━━━ Task inputs

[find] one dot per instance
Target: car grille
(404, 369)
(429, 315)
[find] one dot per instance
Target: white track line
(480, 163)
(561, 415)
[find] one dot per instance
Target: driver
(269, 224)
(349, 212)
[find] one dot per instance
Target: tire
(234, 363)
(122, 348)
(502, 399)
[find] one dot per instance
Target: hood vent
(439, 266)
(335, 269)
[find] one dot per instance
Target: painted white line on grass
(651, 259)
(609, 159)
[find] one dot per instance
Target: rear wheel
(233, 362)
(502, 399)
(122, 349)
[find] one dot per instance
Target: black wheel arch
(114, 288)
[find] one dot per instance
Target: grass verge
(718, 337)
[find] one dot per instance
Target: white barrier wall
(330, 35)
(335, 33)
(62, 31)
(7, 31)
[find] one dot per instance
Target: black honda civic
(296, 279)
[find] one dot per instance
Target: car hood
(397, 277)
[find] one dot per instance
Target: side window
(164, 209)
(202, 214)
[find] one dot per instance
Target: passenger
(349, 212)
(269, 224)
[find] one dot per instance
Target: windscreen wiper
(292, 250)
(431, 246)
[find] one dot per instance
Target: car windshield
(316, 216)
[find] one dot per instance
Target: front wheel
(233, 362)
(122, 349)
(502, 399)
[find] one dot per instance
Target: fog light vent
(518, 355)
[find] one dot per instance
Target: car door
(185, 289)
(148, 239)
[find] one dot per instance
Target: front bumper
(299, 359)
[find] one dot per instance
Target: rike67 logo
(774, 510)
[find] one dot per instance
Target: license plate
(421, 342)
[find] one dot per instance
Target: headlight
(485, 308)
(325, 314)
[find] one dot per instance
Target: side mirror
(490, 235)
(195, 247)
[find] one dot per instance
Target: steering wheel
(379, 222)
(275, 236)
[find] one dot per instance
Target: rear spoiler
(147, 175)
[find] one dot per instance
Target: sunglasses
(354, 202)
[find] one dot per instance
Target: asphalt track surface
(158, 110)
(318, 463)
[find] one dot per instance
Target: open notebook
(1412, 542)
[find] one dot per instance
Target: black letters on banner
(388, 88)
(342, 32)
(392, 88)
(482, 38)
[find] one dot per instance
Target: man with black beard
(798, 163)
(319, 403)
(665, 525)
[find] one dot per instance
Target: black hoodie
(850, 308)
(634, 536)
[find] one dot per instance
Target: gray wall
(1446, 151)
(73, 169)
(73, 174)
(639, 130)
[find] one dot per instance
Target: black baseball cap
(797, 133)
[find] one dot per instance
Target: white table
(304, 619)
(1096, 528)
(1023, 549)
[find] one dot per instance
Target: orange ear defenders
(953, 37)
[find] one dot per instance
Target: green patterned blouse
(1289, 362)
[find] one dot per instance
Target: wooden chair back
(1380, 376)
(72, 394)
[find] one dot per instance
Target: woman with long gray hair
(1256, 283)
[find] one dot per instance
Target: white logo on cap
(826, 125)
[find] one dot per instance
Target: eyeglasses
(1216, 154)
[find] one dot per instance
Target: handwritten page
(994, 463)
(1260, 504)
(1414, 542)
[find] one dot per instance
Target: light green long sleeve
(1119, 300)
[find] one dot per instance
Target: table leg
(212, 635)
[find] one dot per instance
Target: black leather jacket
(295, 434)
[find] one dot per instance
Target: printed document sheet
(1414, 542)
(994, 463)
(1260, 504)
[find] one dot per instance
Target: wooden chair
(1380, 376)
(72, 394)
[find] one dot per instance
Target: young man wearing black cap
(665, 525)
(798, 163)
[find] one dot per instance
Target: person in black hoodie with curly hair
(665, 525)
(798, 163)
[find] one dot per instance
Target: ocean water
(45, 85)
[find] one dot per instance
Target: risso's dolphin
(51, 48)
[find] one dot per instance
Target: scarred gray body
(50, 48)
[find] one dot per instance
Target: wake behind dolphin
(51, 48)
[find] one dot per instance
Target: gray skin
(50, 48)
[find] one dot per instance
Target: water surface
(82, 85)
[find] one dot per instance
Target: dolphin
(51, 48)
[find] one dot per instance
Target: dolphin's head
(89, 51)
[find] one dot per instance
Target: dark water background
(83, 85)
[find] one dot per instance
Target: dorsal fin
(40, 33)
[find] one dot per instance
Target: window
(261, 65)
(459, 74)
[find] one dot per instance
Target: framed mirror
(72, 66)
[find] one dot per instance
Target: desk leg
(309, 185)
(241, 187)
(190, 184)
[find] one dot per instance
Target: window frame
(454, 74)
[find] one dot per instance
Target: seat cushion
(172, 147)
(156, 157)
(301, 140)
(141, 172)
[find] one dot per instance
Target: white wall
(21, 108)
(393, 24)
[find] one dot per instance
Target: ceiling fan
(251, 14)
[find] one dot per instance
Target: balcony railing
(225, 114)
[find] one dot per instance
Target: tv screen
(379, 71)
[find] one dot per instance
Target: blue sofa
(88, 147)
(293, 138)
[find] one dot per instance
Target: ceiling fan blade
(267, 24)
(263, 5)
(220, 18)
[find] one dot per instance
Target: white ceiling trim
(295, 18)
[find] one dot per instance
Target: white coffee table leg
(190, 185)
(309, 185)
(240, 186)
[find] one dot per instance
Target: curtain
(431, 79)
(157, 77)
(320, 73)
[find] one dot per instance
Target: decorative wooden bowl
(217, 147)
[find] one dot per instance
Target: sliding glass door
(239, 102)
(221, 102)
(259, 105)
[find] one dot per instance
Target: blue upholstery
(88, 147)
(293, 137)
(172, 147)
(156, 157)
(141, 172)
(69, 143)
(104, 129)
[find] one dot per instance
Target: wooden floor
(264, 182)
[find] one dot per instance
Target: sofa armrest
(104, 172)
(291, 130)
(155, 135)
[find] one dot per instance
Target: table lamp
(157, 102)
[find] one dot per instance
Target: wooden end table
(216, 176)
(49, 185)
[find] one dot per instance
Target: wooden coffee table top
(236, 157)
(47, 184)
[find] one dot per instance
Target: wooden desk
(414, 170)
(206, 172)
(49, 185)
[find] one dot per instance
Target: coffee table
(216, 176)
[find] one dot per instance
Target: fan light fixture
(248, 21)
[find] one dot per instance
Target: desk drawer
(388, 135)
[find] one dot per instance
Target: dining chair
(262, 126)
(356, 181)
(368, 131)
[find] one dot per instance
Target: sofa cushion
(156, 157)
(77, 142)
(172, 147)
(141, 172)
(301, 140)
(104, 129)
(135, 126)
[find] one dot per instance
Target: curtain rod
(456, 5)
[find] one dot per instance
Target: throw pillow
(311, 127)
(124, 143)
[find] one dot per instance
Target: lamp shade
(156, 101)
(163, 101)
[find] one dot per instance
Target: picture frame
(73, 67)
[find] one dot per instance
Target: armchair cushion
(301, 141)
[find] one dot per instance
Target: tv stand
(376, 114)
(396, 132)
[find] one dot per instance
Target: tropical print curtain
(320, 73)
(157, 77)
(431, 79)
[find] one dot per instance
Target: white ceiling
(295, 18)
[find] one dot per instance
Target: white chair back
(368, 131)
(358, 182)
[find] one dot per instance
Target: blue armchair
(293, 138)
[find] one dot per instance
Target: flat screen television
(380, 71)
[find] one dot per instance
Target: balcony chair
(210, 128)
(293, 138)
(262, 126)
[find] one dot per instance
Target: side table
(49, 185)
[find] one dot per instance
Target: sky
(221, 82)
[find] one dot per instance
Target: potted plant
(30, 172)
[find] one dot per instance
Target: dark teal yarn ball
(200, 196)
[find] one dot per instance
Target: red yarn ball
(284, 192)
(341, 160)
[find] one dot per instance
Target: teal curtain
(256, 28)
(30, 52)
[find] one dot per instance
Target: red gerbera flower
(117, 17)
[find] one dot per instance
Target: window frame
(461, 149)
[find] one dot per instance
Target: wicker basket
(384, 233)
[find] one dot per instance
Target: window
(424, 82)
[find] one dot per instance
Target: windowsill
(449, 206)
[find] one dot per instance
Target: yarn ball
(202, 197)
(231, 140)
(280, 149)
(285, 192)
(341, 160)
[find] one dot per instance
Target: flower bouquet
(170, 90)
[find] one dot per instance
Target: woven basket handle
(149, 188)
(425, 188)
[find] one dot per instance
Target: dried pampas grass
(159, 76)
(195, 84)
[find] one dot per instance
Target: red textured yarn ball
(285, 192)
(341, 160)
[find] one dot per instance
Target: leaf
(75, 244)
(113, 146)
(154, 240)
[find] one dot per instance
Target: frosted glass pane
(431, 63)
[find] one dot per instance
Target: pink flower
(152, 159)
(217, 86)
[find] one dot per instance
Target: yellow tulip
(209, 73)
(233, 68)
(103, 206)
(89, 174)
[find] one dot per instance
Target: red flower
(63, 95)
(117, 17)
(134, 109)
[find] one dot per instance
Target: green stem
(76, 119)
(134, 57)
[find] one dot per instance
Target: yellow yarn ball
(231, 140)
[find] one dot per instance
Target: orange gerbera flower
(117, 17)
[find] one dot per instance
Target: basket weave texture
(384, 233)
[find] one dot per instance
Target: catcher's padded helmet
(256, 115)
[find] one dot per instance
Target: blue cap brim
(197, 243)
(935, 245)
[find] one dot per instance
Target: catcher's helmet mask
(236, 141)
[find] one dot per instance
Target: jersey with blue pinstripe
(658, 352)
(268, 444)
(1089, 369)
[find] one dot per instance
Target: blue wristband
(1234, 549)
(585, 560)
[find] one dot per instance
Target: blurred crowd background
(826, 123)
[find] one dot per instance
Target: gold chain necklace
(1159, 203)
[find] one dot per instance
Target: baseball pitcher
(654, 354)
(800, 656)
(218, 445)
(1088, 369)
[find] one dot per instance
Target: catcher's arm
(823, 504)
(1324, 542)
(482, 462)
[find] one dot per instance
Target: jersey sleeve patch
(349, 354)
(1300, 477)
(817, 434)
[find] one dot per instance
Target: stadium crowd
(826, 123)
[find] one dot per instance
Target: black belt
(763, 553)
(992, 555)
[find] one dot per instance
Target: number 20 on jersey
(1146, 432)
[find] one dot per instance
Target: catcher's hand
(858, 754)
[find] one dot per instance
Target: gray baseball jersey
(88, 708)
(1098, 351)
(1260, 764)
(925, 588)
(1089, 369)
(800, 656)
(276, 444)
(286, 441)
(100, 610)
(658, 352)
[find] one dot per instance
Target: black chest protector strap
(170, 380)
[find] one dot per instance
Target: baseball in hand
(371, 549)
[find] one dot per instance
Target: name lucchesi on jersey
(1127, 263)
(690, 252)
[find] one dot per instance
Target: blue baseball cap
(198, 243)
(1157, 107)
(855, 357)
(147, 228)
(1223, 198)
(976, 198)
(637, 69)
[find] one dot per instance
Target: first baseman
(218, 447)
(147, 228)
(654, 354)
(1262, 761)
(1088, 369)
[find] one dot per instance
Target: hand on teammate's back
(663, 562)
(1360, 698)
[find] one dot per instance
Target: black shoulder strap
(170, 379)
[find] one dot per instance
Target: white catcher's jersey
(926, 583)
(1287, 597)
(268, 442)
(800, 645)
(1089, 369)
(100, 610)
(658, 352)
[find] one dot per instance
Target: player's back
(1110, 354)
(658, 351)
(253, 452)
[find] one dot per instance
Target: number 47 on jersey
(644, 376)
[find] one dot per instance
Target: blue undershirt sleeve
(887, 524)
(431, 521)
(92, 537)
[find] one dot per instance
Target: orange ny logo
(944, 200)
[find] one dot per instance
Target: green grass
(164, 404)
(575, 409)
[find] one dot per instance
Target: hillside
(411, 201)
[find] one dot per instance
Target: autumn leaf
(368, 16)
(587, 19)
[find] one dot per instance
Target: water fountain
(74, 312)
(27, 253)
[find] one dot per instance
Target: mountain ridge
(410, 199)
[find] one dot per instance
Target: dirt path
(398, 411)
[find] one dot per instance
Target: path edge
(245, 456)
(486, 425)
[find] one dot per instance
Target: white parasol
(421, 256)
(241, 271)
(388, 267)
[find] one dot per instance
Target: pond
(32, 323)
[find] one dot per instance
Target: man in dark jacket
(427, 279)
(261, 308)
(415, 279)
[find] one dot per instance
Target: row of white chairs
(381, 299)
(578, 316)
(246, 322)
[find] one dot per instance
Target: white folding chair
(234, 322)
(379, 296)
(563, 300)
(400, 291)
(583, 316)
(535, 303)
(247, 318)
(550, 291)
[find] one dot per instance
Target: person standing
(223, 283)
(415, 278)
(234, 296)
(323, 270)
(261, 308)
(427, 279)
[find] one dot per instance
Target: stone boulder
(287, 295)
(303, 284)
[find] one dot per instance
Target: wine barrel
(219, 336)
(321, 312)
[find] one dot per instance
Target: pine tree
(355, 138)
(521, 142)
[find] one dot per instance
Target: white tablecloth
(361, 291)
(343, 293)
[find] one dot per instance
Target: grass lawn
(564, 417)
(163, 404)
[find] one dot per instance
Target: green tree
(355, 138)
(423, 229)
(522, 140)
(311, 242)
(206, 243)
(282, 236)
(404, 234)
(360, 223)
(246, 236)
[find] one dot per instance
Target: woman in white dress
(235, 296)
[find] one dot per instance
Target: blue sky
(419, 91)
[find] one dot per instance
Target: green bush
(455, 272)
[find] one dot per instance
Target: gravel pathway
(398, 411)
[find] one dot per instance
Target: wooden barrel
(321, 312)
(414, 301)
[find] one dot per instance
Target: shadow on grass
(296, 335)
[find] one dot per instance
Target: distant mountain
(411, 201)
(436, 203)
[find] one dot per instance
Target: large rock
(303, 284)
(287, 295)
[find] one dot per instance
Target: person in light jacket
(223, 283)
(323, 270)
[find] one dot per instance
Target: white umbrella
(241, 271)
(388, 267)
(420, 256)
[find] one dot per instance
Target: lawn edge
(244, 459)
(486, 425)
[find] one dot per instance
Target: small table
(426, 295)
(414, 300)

━━━━━━

Goal of the exercise
From the line that contains "Target: white umbrella" through the last line of the records above, copy every line exactly and leave out the rest.

Result of the exercise
Target: white umbrella
(241, 271)
(388, 267)
(420, 256)
[find] one dot per instance
Target: lawn edge
(244, 459)
(486, 425)
[find] one dot per instance
Target: small table
(426, 295)
(414, 300)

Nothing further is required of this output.